THE TASK »
Where the line containing "distant trees --> bounding box" appears in the records below, begin there and output each line verbatim through the last line.

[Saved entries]
****************

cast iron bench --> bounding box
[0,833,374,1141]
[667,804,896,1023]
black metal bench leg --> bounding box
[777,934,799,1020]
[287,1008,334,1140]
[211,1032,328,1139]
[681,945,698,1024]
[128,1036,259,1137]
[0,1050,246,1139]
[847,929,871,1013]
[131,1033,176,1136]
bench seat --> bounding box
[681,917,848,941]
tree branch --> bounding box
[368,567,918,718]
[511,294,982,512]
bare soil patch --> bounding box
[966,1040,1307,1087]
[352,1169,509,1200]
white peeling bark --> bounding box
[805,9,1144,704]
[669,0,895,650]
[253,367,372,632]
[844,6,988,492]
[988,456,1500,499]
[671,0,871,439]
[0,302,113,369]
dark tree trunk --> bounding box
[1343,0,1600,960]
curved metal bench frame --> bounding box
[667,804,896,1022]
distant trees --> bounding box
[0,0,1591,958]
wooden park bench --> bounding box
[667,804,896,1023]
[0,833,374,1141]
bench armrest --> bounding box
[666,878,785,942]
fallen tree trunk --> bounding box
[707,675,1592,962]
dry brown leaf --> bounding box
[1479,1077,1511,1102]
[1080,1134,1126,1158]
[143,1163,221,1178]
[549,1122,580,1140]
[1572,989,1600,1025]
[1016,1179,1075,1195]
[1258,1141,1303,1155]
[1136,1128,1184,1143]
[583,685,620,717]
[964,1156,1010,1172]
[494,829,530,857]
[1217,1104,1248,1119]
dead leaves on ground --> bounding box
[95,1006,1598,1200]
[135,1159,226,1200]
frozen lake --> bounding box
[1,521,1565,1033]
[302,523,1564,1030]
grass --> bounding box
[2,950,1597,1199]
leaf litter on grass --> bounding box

****************

FINISHED EXERCISE »
distant trees --> bounding box
[0,0,1591,958]
wooden park bench --> bounding box
[667,804,896,1023]
[0,833,374,1141]
bench armrest --> bounding box
[666,878,785,942]
fallen tree trunk --> bounding box
[707,675,1592,962]
dry brown leaf --> bounding box
[1479,1077,1511,1102]
[1080,1134,1126,1158]
[143,1163,221,1178]
[549,1122,580,1140]
[1572,989,1600,1025]
[1016,1179,1075,1195]
[1258,1141,1303,1155]
[1136,1128,1184,1143]
[583,685,620,717]
[964,1156,1010,1172]
[494,829,530,857]
[1217,1104,1248,1119]
dead leaves on ground --> bounding box
[95,1006,1598,1200]
[135,1159,226,1200]
frozen lake --> bounding box
[1,521,1565,1033]
[302,523,1564,1030]
grass --> bounding box
[2,950,1597,1199]
leaf litter on grass --> bounding box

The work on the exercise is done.